Work to do ::
Output the lines as a Markdown table with the columns Row and Line, one numbered row per line and no blank lines. Include only the lines from the one containing "One point belongs to each instance of the shirt sleeve, shown" up to and including the one containing "[[1175, 746]]".

##### Data shown #####

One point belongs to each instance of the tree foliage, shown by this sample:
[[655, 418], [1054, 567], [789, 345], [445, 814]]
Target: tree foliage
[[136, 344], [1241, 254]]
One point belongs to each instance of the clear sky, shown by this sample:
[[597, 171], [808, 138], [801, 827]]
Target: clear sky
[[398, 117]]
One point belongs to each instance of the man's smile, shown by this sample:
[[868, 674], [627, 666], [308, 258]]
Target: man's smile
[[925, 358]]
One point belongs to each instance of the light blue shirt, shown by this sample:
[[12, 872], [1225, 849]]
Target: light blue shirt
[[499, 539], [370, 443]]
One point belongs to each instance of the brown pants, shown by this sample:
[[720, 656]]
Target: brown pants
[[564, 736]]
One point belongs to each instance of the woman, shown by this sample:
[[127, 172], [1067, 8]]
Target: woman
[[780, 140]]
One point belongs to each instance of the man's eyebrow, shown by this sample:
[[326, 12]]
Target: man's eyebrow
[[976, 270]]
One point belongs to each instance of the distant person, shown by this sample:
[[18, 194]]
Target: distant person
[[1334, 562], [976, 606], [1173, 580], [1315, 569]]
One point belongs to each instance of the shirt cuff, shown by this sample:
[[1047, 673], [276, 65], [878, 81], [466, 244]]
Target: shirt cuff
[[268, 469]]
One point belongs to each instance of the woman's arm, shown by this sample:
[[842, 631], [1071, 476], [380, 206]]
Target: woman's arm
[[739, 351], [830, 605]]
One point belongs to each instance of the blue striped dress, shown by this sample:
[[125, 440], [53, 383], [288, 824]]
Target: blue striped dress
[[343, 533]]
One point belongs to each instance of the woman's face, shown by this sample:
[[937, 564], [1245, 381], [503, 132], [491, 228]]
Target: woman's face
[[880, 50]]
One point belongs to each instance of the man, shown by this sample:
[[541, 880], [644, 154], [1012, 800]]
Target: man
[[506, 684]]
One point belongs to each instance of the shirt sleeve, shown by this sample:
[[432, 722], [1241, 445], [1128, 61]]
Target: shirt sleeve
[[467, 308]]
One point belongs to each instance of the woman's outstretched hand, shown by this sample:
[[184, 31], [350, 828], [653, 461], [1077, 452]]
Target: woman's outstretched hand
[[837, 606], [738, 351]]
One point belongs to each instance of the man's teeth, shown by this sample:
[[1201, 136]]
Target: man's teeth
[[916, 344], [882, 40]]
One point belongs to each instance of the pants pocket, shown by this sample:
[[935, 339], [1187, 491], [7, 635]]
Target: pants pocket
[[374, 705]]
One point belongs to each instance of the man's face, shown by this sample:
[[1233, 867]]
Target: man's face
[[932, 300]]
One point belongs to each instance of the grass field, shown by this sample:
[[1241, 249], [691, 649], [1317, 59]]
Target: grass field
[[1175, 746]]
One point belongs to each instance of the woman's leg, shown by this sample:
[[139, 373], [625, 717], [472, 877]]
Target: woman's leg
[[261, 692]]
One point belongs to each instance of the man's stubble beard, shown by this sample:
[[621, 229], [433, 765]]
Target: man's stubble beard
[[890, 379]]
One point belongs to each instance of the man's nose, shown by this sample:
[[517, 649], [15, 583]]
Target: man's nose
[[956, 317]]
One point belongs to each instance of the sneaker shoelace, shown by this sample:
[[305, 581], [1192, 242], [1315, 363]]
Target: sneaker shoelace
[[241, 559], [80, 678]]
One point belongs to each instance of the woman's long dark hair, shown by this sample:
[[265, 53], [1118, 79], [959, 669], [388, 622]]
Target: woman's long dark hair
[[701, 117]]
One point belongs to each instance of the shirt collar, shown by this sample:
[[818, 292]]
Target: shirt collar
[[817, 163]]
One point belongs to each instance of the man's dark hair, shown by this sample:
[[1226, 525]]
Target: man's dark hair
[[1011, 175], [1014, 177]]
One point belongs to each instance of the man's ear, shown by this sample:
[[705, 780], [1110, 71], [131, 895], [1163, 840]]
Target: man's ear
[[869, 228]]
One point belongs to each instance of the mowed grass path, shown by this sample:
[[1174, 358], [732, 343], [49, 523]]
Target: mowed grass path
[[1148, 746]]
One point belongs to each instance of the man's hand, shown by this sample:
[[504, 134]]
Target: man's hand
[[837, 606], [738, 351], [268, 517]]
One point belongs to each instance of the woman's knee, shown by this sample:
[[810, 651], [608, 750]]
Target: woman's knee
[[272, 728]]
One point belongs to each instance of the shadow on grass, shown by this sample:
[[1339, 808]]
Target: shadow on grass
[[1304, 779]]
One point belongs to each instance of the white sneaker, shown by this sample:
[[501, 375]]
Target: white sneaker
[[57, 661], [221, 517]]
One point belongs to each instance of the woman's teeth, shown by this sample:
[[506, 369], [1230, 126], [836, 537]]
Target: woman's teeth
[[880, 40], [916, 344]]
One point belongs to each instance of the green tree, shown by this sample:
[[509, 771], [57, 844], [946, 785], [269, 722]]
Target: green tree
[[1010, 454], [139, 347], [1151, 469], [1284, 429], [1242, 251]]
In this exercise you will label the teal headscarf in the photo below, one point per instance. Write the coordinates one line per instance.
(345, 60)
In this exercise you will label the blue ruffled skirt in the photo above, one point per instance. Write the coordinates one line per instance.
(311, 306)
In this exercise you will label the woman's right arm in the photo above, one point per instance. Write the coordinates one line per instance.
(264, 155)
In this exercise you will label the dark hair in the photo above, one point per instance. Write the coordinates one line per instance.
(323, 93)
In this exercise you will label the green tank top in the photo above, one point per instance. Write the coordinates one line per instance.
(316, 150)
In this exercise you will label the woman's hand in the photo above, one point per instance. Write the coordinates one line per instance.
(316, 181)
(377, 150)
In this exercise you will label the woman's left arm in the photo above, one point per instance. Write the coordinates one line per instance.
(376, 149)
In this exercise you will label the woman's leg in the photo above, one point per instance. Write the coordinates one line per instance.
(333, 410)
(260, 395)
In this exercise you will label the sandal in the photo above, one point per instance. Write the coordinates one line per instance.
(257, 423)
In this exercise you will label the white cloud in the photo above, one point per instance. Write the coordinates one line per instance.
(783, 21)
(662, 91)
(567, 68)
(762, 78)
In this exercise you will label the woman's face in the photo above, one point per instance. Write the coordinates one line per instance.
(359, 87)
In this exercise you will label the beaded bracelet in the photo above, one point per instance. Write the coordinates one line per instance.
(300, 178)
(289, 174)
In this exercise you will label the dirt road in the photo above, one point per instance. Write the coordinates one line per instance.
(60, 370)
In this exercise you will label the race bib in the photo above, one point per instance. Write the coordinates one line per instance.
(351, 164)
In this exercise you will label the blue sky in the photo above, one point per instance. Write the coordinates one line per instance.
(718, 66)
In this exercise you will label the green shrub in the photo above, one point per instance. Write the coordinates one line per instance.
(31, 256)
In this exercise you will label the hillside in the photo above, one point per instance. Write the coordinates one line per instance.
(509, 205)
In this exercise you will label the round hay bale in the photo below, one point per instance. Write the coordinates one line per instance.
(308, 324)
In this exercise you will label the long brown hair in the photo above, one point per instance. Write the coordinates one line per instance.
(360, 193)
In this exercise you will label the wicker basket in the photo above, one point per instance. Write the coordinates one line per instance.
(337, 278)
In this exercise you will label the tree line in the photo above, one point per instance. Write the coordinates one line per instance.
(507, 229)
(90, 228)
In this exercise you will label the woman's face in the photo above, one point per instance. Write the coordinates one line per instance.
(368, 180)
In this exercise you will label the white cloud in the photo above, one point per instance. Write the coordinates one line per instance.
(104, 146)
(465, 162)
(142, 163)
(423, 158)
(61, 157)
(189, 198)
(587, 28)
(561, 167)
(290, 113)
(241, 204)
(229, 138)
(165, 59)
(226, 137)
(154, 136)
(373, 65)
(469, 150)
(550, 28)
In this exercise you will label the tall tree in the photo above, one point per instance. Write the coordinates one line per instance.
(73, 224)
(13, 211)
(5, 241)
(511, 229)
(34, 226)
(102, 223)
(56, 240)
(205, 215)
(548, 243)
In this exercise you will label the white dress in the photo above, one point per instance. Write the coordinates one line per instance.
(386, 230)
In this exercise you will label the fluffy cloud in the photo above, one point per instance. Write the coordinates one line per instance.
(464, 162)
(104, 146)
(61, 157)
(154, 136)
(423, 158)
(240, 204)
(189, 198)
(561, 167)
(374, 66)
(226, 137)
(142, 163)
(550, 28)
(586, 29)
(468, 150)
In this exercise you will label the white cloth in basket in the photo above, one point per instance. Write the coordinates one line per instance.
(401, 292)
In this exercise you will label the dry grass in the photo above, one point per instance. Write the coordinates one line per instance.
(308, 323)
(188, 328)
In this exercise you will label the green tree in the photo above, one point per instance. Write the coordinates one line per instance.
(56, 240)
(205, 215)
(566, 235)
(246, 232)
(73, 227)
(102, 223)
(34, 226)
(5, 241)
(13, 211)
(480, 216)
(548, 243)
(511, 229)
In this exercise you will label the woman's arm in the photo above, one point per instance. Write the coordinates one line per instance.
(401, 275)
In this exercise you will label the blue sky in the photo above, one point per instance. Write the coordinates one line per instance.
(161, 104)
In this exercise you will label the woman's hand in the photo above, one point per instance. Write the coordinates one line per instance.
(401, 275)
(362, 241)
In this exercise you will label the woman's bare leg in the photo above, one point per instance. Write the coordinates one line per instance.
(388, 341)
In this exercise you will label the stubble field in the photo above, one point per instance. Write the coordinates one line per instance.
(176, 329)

#####

Completed exercise ::
| Row | Line |
|---|---|
| 1 | One point belongs to each instance of the shirt sleeve, shown by this sample: |
| 2 | [[432, 722], [1241, 445], [1128, 61]] |
| 3 | Target: shirt sleeve |
| 4 | [[467, 308]] |
| 5 | One point belongs to each instance of the woman's outstretched hand, shown by this sample: |
| 6 | [[184, 31], [350, 828], [653, 461], [1077, 452]] |
| 7 | Target: woman's outstretched hand |
| 8 | [[837, 606], [738, 351]] |
| 9 | One point belongs to each instance of the man's teeth, shown by this sample: |
| 10 | [[1201, 136]] |
| 11 | Target: man's teeth |
| 12 | [[916, 344], [882, 40]] |
| 13 | One point belongs to each instance of the pants pocket, shown by this sample: |
| 14 | [[935, 339], [1187, 491], [7, 635]] |
| 15 | Target: pants pocket |
| 16 | [[374, 705]] |
| 17 | One point belongs to each instance of the man's face, shown by this sample: |
| 18 | [[1233, 867]] |
| 19 | Target: man's face |
| 20 | [[932, 300]] |
| 21 | One point belongs to each instance of the grass field, shown by this sample: |
| 22 | [[1241, 249], [691, 649], [1317, 59]] |
| 23 | Target: grass field |
| 24 | [[1175, 746]] |